◆ EXERCISE TASK:
Retype the records verbatim, starting at the line that contains "the green moss" and ending with the final line of the records.

◆ SUPPLIED DATA:
* BEGIN *
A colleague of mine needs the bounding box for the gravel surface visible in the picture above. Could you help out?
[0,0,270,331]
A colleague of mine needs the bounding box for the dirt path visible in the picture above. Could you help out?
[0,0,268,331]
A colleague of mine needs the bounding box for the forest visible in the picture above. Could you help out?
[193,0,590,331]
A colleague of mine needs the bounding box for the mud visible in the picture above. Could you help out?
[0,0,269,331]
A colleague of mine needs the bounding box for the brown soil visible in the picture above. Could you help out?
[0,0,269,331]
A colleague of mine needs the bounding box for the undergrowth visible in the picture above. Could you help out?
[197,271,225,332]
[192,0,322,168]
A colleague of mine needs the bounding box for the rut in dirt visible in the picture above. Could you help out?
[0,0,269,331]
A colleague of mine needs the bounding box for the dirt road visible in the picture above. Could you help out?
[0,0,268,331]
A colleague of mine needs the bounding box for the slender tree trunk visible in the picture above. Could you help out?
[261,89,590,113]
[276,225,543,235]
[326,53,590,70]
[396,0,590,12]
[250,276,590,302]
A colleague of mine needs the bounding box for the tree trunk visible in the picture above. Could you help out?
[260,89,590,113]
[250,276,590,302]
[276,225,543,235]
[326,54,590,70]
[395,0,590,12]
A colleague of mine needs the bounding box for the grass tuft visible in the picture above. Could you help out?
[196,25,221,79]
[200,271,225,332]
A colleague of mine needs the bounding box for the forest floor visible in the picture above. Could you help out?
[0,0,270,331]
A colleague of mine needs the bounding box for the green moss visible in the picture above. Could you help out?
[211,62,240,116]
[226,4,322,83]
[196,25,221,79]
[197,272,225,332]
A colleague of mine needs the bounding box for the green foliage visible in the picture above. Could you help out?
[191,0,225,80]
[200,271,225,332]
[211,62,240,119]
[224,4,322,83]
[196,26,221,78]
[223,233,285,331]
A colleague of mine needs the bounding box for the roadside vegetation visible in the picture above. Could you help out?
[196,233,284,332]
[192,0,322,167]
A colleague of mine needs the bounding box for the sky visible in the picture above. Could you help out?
* END *
◆ THE OUTPUT:
A colleague of mine needs the bounding box for the green moss visible in the picture above. Could you help out?
[211,62,240,116]
[226,4,322,83]
[196,25,221,79]
[197,272,225,332]
A colleague of mine needs the bounding box for the green foliage visible in the picture above. Could you help out?
[191,0,225,80]
[200,271,225,332]
[211,62,240,119]
[224,4,322,83]
[196,26,221,78]
[223,233,285,331]
A colleague of mine needs the bounding box for the roadside vegetation visible in the picture above. Could you help out?
[196,233,284,332]
[192,0,322,167]
A colleague of mine needs the bounding box for the sky visible in the picture above. Could you help out?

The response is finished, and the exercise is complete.